Records for processing
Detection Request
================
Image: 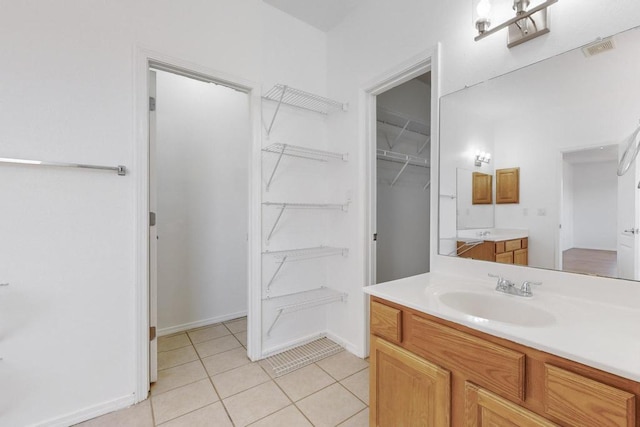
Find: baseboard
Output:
[158,311,247,337]
[326,332,367,359]
[32,394,136,427]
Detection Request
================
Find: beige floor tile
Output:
[251,405,312,427]
[223,381,291,427]
[316,351,369,381]
[340,369,369,405]
[275,364,336,402]
[78,399,153,427]
[187,323,231,344]
[233,331,247,347]
[158,332,191,351]
[211,363,270,399]
[151,378,219,424]
[158,345,198,370]
[296,384,366,427]
[162,402,233,427]
[340,408,369,427]
[224,317,247,334]
[195,335,242,358]
[258,359,276,379]
[151,360,207,396]
[202,347,251,376]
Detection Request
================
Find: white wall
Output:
[0,0,261,426]
[156,71,251,335]
[573,161,618,251]
[376,79,431,283]
[560,160,575,251]
[0,0,640,425]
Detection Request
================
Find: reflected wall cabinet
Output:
[471,172,493,205]
[496,168,520,204]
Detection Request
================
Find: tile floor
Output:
[80,318,369,427]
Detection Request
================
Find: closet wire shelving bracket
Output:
[262,246,349,294]
[262,143,347,191]
[377,148,431,190]
[262,202,349,244]
[262,84,348,135]
[267,286,348,337]
[0,157,127,176]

Your objective
Copy all the entries above line for line, leaving the picture out of your copy.

Exercise response
Detection Request
================
Image: 
Find: baseboard
Output:
[158,311,247,337]
[326,332,367,359]
[32,394,136,427]
Detection Request
================
Find: beige floor tile
Output:
[251,405,312,427]
[223,381,291,427]
[316,351,369,381]
[340,369,369,405]
[275,364,336,402]
[78,399,153,427]
[187,323,231,344]
[233,331,247,347]
[158,332,191,351]
[211,363,270,399]
[151,378,219,424]
[158,345,198,370]
[296,384,366,427]
[162,402,233,427]
[340,408,369,427]
[224,317,247,334]
[195,335,242,358]
[258,359,276,379]
[151,360,207,396]
[202,347,251,376]
Detection Request
================
Find: white wall
Output:
[0,0,261,426]
[156,71,251,335]
[573,161,618,251]
[376,79,431,283]
[560,160,575,251]
[0,0,640,425]
Detection Request
================
Find: reflected wall cabinet
Output:
[471,172,493,205]
[496,168,520,204]
Detection Request
================
Find: tile floor
Output:
[80,318,369,427]
Detection Request
================
Find: closet wire shelving bracket
Output:
[262,246,349,294]
[262,143,347,191]
[377,148,431,190]
[262,202,349,244]
[262,84,348,135]
[267,286,348,337]
[0,157,127,176]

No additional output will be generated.